[Entries from a dataset]
● ● ●

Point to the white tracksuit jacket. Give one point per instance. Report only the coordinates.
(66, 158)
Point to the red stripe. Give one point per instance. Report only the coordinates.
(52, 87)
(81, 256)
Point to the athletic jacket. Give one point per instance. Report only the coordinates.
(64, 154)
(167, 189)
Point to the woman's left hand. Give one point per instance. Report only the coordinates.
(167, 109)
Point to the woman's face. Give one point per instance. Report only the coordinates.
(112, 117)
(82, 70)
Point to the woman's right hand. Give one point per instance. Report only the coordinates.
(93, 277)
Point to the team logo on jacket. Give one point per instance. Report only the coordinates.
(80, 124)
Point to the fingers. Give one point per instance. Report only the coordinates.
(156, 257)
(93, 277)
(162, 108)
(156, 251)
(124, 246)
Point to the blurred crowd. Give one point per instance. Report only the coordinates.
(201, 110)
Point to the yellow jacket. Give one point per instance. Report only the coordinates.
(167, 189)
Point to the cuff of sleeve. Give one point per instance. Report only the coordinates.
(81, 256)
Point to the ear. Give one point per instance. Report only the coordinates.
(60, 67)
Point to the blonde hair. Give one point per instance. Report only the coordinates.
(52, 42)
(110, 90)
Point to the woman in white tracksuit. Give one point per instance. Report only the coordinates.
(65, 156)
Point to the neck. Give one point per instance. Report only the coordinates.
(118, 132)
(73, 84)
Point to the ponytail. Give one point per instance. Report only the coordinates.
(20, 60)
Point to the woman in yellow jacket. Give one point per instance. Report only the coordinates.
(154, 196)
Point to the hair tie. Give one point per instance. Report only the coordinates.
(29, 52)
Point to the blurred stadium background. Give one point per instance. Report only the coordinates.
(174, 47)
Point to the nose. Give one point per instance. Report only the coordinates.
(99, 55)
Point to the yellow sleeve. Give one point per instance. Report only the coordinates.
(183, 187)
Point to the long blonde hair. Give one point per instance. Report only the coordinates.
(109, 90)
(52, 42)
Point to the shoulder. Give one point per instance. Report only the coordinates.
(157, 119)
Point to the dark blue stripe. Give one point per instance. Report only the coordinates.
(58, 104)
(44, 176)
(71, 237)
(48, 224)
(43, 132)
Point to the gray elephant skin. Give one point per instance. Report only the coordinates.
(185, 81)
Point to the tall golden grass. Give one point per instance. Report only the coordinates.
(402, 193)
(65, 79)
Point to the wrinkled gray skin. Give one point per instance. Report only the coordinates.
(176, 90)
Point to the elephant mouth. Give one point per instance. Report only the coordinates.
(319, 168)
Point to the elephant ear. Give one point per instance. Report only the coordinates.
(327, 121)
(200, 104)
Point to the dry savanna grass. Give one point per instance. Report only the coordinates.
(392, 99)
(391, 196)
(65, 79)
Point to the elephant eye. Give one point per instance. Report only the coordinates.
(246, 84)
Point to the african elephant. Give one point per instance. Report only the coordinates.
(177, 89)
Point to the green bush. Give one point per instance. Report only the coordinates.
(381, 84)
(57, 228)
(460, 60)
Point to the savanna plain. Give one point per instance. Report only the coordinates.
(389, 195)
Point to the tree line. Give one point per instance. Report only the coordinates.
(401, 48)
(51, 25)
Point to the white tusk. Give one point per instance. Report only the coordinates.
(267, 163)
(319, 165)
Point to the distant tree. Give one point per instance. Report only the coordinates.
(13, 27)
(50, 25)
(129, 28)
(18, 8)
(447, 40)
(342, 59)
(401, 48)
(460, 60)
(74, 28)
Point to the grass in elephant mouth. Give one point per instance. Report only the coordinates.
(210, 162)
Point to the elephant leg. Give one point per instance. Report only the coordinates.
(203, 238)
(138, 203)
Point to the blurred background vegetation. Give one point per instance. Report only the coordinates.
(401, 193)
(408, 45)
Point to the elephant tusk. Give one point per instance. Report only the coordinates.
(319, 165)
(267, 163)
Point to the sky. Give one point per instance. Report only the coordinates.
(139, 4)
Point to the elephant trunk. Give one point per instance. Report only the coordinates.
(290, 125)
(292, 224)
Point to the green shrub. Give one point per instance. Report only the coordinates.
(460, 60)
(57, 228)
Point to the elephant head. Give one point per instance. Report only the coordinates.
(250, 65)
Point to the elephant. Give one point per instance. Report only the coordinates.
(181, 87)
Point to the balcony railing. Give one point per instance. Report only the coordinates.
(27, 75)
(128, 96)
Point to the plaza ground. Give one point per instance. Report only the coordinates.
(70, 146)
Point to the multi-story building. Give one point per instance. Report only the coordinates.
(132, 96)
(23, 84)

● ● ●

YOUR OBJECTIVE: Give back, unchanged, every line from the one with "Point to the distant" to the end of the entries above.

ANSWER TO THE PROBLEM:
Point to the distant tree. Give one point per instance. Report only the coordinates.
(13, 27)
(50, 25)
(129, 28)
(18, 8)
(447, 40)
(342, 59)
(401, 48)
(460, 60)
(74, 28)
Point to the grass in elephant mouth. Give one point per instance. Report only the coordinates.
(210, 162)
Point to the elephant leg. Give one point per instance. Report only the coordinates.
(203, 238)
(138, 203)
Point to the blurred background vegetation. Give one point per instance. Report only the coordinates.
(401, 193)
(408, 45)
Point to the elephant tusk. Give one point per instance. Report only the coordinates.
(319, 165)
(267, 163)
Point to the sky. Give one point per instance. Report only the coordinates.
(139, 4)
Point to the elephant trunk. Give one point per instance. Report only the coordinates.
(290, 125)
(292, 224)
Point to the green shrub. Give one point per instance. Report only the coordinates.
(460, 60)
(57, 228)
Point to the elephant head. Give one point per instance. Report only the coordinates.
(250, 65)
Point to the elephant. Give one point per instance. Report only the coordinates.
(181, 87)
Point to the balcony railing. Give one point per instance. Report only the coordinates.
(27, 75)
(128, 96)
Point to the plaza ground. Give one point per instance. Report only the coordinates.
(70, 146)
Point to the multi-story building. Give one point per instance. Report only the coordinates.
(132, 96)
(23, 84)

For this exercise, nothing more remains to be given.